Brano -
La tensione monta. Il capo della Lega fa recapitare a Di Maio due minacce. La prima: se Savona non sarà ministro, vorrà dire che non lo saranno neppure Giampiero Massolo e Enzo Moavero Milanesi. Il primo indicato agli Esteri e il secondo agli Affari europei. Spiegazione: senza l'economista no-euro manca equilibrio della squadra di governo, sparisce il contrappeso euroscettico ai due europeisti scelti dai grillini e benedetti dal Colle. La seconda minaccia: se non va Savona all'Economia, caro Luigi non avrai il super ministero allo Sviluppo economico e al Lavoro. Di Maio tentenna. Alla fine, dopo tre ore di trattativa serrata, accetta il compromesso: resta Savona, rimangono Massolo e Moavero, si fa l'accorpamento dei due dicasteri utile al leader grillino per vigilare sull'attuazione del reddito di cittadinanza. La bandiera a 5Stelle. Tant'è che Salvini, a sera, mette a verbale: «Savona è una garanzia per gli italiani perché a Bruxelles difenderà i loro interessi. 5Stelle e Lega insistono per lui». E Giorgetti in persona: «Il ministro dell'Economia sarà Savona». Il cerchio sembra chiuso (anche i 5Stelle annunciano di volere l'economista no-euro al Tesoro), ma così non è. L'ultima parola spetterà nei prossimi giorni a Mattarella che, in forza delle Costituzione, nomina i ministri. E una pista porta Savona nel ruolo di responsabile degli Affari europei: un contentino per la Lega. Di Maio si mostra al riguardo più realista del re: «Sono d'accordo con Salvini per Savona all'Economia, ma capiamo che c'è un'interlocuzione istituzionale. I nomi li decide il capo dello Stato di concerto con Conte».
L'altro fronte caldo della trattativa sono le Infrastrutture e i Trasporti. È un ministero strategico per i grillini: serve per bloccare le grandi opere, a partire dalla Tav. Ma anche per la Lega: da questo dicastero dipende la Guardia costiera che coordina le operazioni di soccorso in mare dei migranti. Anche qui il braccio di ferro è aspro. I grillini propongono la no-Tav Laura Castelli o Mauro Coltorti. I leghisti rispondono con Lorenzo Fontana. Alla fine potrebbe andarci il solito Giorgetti (che in questa ipotesi non andrebbe a fare il sottosegretario alla presidenza del Consiglio), per una questione di equilibri interni ai lumbard. Si vedrà: la partita si chiuderà solo sabato, se non lunedì, con il giuramento al Quirinale dell'intero governo.

Consegne di lavoro -
- a) Estrai dal brano, senza alcuna modifica, il passo compreso tra "L'altro fronte caldo" e "Quirinale dell'intero governo.", estremi inclusi.
- b) Elenca le persone che il secondo paragrafo del brano indica come possibili titolari del ministero delle Infrastrutture e dei Trasporti.

Righe del dataset -
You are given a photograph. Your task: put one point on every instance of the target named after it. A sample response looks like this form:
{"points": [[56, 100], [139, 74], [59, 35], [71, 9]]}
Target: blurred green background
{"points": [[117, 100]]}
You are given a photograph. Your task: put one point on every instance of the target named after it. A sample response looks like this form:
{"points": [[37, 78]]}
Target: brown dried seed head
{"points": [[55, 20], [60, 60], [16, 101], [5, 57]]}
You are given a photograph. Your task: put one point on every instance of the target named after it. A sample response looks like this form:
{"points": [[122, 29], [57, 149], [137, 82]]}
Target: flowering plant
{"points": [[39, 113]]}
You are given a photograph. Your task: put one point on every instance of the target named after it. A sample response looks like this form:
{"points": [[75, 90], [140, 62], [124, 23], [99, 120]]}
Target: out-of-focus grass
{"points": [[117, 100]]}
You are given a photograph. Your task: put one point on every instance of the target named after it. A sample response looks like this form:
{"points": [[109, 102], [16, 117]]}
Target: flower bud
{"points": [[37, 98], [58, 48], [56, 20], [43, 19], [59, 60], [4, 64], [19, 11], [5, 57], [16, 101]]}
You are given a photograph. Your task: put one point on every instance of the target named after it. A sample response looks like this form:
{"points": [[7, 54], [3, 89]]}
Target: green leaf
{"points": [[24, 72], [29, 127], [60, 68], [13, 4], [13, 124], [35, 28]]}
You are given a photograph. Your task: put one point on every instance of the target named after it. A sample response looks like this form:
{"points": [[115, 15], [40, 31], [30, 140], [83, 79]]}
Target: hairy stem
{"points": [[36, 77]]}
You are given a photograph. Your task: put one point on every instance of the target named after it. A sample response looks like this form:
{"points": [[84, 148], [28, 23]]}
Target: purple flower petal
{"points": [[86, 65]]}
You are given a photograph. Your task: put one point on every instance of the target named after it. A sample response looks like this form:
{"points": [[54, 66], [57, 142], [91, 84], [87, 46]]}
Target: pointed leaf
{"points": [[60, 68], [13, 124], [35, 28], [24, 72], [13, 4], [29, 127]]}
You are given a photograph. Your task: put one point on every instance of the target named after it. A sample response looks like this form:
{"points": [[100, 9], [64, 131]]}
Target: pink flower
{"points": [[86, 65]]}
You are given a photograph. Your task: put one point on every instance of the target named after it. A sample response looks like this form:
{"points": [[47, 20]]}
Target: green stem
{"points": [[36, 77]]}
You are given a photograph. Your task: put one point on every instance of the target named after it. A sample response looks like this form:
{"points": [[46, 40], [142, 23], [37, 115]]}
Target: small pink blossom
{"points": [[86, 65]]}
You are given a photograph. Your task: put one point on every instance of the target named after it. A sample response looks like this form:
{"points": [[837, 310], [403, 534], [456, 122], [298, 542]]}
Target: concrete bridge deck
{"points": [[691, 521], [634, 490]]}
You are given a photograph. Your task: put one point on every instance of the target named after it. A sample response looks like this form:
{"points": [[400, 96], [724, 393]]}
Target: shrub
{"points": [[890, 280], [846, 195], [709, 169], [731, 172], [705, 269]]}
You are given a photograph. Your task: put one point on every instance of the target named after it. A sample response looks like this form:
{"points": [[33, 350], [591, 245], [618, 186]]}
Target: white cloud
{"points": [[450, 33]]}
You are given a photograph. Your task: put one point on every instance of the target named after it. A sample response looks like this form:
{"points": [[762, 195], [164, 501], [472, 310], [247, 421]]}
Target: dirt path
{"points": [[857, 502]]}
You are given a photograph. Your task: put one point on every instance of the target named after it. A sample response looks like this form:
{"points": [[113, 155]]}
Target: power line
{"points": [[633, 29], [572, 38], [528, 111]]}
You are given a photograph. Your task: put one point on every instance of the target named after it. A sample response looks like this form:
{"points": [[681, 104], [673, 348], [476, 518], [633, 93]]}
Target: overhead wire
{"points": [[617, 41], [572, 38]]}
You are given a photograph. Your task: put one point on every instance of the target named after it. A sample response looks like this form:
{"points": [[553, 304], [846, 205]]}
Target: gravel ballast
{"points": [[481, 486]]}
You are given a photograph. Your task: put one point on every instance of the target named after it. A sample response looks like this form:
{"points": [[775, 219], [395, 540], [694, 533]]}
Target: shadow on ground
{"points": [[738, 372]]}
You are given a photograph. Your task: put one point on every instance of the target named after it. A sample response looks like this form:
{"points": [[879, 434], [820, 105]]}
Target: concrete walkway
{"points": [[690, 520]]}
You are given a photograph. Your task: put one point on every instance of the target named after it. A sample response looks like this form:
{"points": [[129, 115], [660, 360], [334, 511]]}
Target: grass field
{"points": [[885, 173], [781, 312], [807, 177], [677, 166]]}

Soluzioni -
- a)
L'altro fronte caldo della trattativa sono le Infrastrutture e i Trasporti. È un ministero strategico per i grillini: serve per bloccare le grandi opere, a partire dalla Tav. Ma anche per la Lega: da questo dicastero dipende la Guardia costiera che coordina le operazioni di soccorso in mare dei migranti. Anche qui il braccio di ferro è aspro. I grillini propongono la no-Tav Laura Castelli o Mauro Coltorti. I leghisti rispondono con Lorenzo Fontana. Alla fine potrebbe andarci il solito Giorgetti (che in questa ipotesi non andrebbe a fare il sottosegretario alla presidenza del Consiglio), per una questione di equilibri interni ai lumbard. Si vedrà: la partita si chiuderà solo sabato, se non lunedì, con il giuramento al Quirinale dell'intero governo.

- b) Laura Castelli, Mauro Coltorti, Lorenzo Fontana, Giorgetti